-- BEGIN Passage --
In fact, education wasn’t so focused on writing, reading and arithmetic in the beginning – it consists mostly of life-skills like archery, horse-riding, a little hand combat, a couple of classics. But then people realised that civilized behaviours helped cultivate deeper relationships between people and improved interactions between strangers whose education has resulted in some sort of informally synchronized norms. Crude traders therefore decided to become ‘educated’.

As technological advancement made education an economic necessity, government started to intervene in the market for education. Theoretically speaking it is because the rising external marginal benefit resulting from education so the good becomes more of a market failure as the potential positive spillover effects increase. Mass education became important as the educated bunch tend towards a critical bulk. When everyone around you are educated then the cost of not being educated rises. When all your trading partners consist of educated people who demand certain standard of conduct when doing business, then there’s more pressure to be educated. Government spending on education thus climbed, but in a good way.

It’s then a pity that budget deficits caused by the economy education have been helping to support all the while is causing funding for education to be slashed. Yet like what is mentioned The Economist article, this is an important opportunity for private sector education providers. For-profit education might sound like a bad idea since they have all the incentives to dish out qualifications to those with ‘financial quality’ and shun the poor smart ones; this is the moment for them to correct their image and raise their standards of education to those of public education; this selectivity will benefit them long after a boom in private-section education industry.
-- END Passage --
-- BEGIN Source records --
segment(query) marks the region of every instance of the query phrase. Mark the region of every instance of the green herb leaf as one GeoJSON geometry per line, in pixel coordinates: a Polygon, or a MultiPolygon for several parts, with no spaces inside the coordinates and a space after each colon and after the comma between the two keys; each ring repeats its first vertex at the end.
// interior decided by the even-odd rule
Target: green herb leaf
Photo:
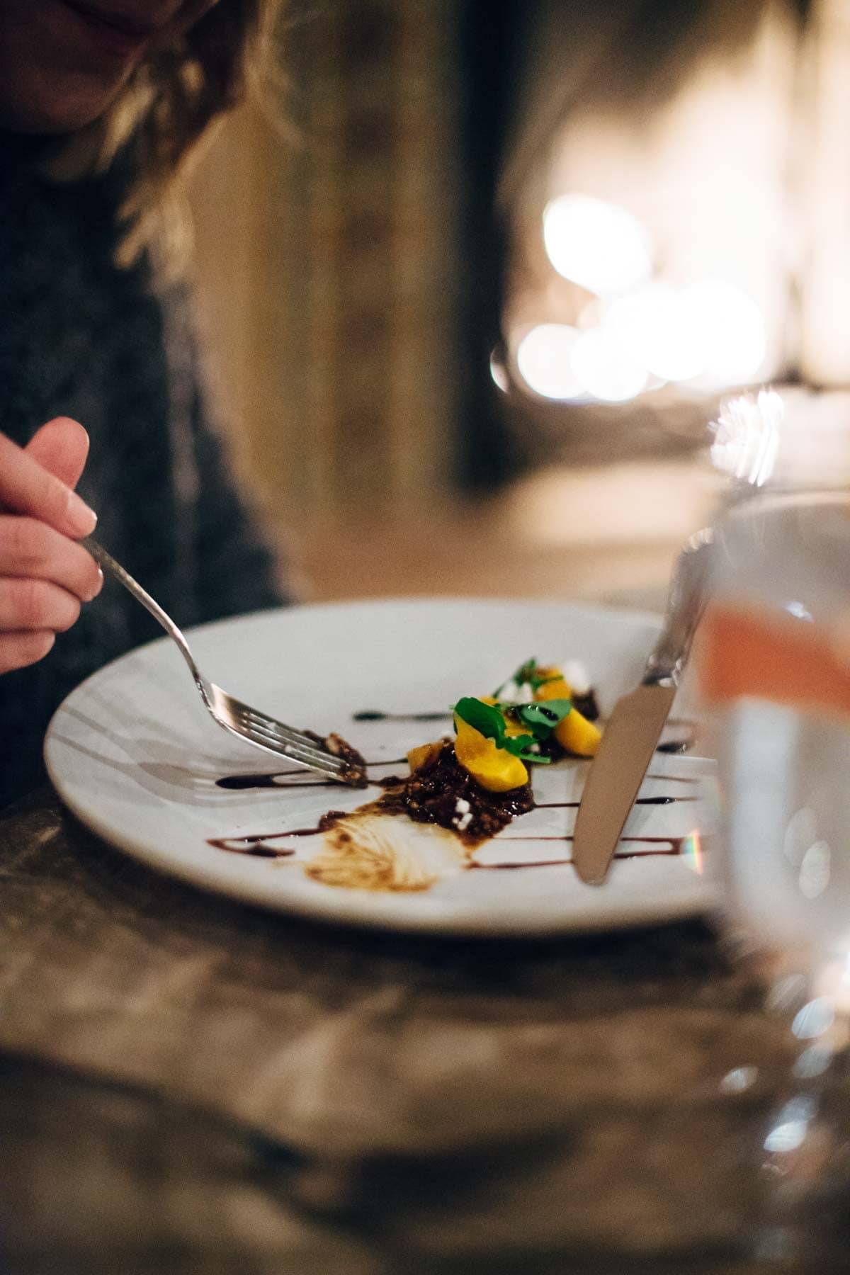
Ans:
{"type": "Polygon", "coordinates": [[[520,690],[524,686],[530,686],[531,694],[534,694],[539,691],[542,686],[545,686],[547,682],[557,682],[558,677],[558,673],[549,673],[547,677],[540,677],[538,674],[538,662],[534,657],[531,657],[531,659],[526,659],[524,664],[520,664],[516,672],[493,691],[493,699],[497,700],[500,697],[508,682],[512,682],[520,690]]]}
{"type": "Polygon", "coordinates": [[[516,715],[535,736],[538,731],[543,731],[545,737],[554,731],[558,722],[563,722],[571,709],[572,700],[542,700],[538,704],[520,704],[516,715]]]}
{"type": "Polygon", "coordinates": [[[498,740],[505,734],[505,718],[494,704],[484,704],[474,695],[465,695],[455,704],[454,711],[466,725],[487,736],[488,740],[498,740]]]}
-- END Source records --
**Given task A**
Decide whether each statement agrees with the education passage, answering yes or no and quoting the words that settle it: (i) early education consisted mostly of life-skills such as archery and horse-riding; (ii) government spending on education fell as technology advanced; (iii) for-profit providers have incentives to turn away poor but smart students.
**Given task B**
Convert every line of the entries into a JSON list of strings, one string per line, with blank lines omitted. Leave the pictures out.
The education passage and the entries are unrelated material.

**Worked answer A**
(i) Yes: "it consists mostly of life-skills like archery, horse-riding, a little hand combat, a couple of classics"
(ii) No: "Government spending on education thus climbed, but in a good way."
(iii) Yes: "they have all the incentives to dish out qualifications to those with ‘financial quality’ and shun the poor smart ones"

**Worked answer B**
[
  "segment(query) marks the region of every instance of the query phrase. Mark the region of every instance of the green herb leaf as one GeoJSON geometry per line, in pixel coordinates: a Polygon, or a MultiPolygon for several parts, with no spaces inside the coordinates and a space after each colon and after the comma between the two keys; each ring repeats its first vertex at the end.",
  "// interior decided by the even-odd rule",
  "Target: green herb leaf",
  "Photo:",
  "Ans:",
  "{\"type\": \"Polygon\", \"coordinates\": [[[520,690],[524,686],[530,686],[531,694],[534,694],[539,691],[542,686],[545,686],[547,682],[557,682],[558,677],[558,673],[549,673],[547,677],[540,677],[538,674],[538,662],[534,657],[531,657],[531,659],[526,659],[524,664],[520,664],[516,672],[493,691],[493,699],[497,700],[500,697],[508,682],[512,682],[520,690]]]}",
  "{\"type\": \"Polygon\", \"coordinates\": [[[516,715],[535,736],[538,731],[543,731],[545,737],[554,731],[558,722],[563,722],[571,709],[572,700],[542,700],[538,704],[520,704],[516,715]]]}",
  "{\"type\": \"Polygon\", \"coordinates\": [[[498,740],[505,734],[505,718],[494,704],[484,704],[474,695],[465,695],[455,704],[454,711],[466,725],[487,736],[488,740],[498,740]]]}"
]